◆ DIRECTIONS ◆
Return the records that follow unaltered. Omit every picture.

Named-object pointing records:
● ● ● ●

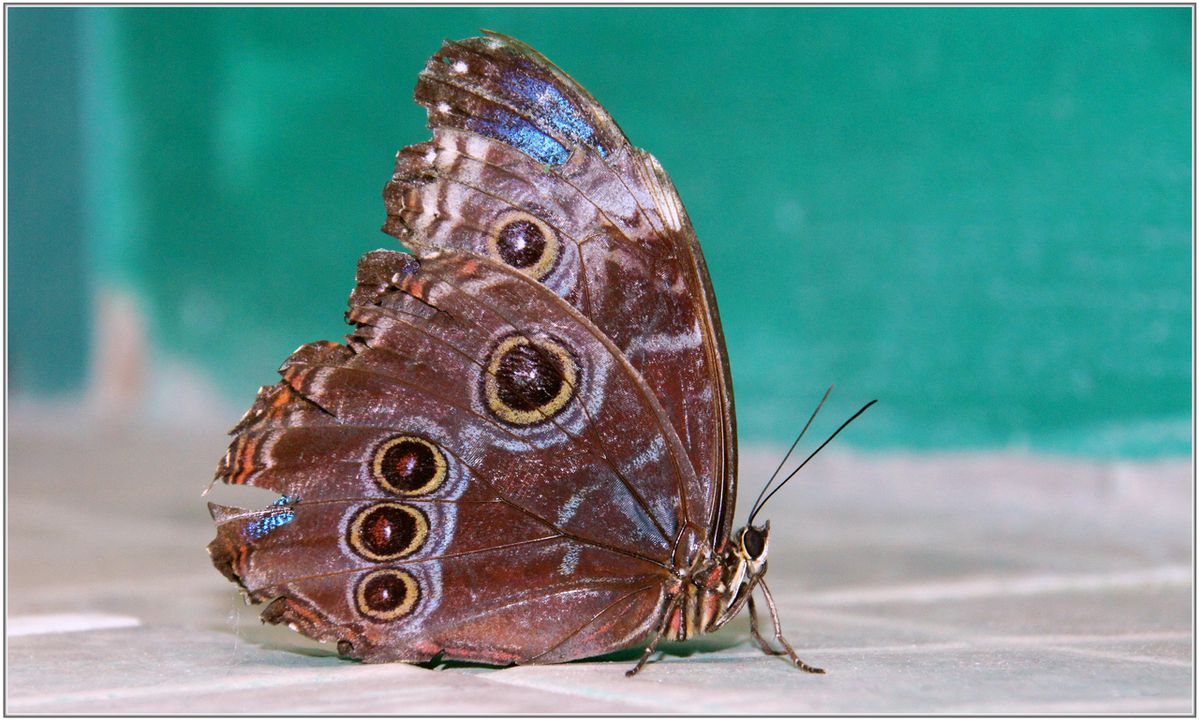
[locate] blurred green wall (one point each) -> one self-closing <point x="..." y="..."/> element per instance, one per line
<point x="981" y="216"/>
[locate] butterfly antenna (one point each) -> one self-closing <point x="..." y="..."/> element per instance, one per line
<point x="790" y="450"/>
<point x="790" y="475"/>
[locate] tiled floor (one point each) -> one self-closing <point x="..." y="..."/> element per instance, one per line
<point x="953" y="583"/>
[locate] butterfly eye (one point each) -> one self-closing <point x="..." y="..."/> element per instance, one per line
<point x="409" y="466"/>
<point x="528" y="382"/>
<point x="386" y="595"/>
<point x="753" y="542"/>
<point x="387" y="532"/>
<point x="525" y="242"/>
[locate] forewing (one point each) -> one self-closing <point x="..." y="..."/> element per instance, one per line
<point x="528" y="168"/>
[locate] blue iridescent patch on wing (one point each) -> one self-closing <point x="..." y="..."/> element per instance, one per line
<point x="520" y="134"/>
<point x="272" y="520"/>
<point x="556" y="109"/>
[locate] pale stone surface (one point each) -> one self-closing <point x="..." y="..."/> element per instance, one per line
<point x="950" y="583"/>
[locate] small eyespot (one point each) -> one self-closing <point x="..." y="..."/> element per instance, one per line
<point x="387" y="532"/>
<point x="525" y="242"/>
<point x="409" y="466"/>
<point x="385" y="595"/>
<point x="526" y="382"/>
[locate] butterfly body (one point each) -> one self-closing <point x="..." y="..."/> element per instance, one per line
<point x="525" y="451"/>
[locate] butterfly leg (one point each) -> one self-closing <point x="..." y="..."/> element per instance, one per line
<point x="757" y="635"/>
<point x="657" y="636"/>
<point x="778" y="631"/>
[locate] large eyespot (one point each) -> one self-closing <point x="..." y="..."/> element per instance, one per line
<point x="387" y="532"/>
<point x="386" y="594"/>
<point x="409" y="466"/>
<point x="528" y="382"/>
<point x="525" y="242"/>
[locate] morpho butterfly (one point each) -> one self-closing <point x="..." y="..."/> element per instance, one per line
<point x="525" y="451"/>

● ● ● ●

◆ RESULT FOR THIS EXERCISE ◆
[locate] blurred green wall (one point each) -> one self-closing <point x="..." y="..."/> element per instance, one per line
<point x="981" y="216"/>
[locate] butterfly antenna (one point each) -> one self-closing <point x="..." y="..."/> element per instance, one per line
<point x="790" y="450"/>
<point x="790" y="475"/>
[locate] tiled floor (one point each) -> one self-closing <point x="..." y="..."/> element per instance, one per line
<point x="953" y="583"/>
[locate] butterfly eye (one point each) -> one self-closing <point x="..." y="..."/> element per instance, one per line
<point x="409" y="466"/>
<point x="528" y="382"/>
<point x="386" y="595"/>
<point x="753" y="542"/>
<point x="387" y="532"/>
<point x="525" y="242"/>
[locate] forewing (one point each) -> one self-closing <point x="..." y="..."/> element per instance, one per line
<point x="528" y="168"/>
[locate] blue iridescent patch on wing (one point each) -> one self-closing <point x="..." y="..."/> element per instance, one per line
<point x="520" y="134"/>
<point x="272" y="520"/>
<point x="556" y="109"/>
[locate] pale stone surface (one point each) -> one self-closing <point x="..." y="..."/> element per instance, one per line
<point x="950" y="583"/>
[locate] small eyespot (one point each) -> one self-closing <point x="..." y="..."/> element per instance, one per line
<point x="387" y="532"/>
<point x="525" y="242"/>
<point x="409" y="466"/>
<point x="385" y="595"/>
<point x="526" y="382"/>
[locate] butterfly body (one point each) -> one self-closing <point x="..." y="..."/> element per instance, one per line
<point x="525" y="451"/>
[locate] butterfly leg (one point each) -> one self-closing <point x="..." y="..."/> element per instance, one per line
<point x="757" y="635"/>
<point x="657" y="636"/>
<point x="778" y="631"/>
[locate] large eyespot (one point each) -> one self-closing <point x="..." y="..."/> element per instance, one per line
<point x="387" y="532"/>
<point x="386" y="594"/>
<point x="409" y="466"/>
<point x="528" y="382"/>
<point x="525" y="242"/>
[locate] morpho butterfly (one point each) -> one self-closing <point x="..." y="..."/> element per instance, one per line
<point x="525" y="451"/>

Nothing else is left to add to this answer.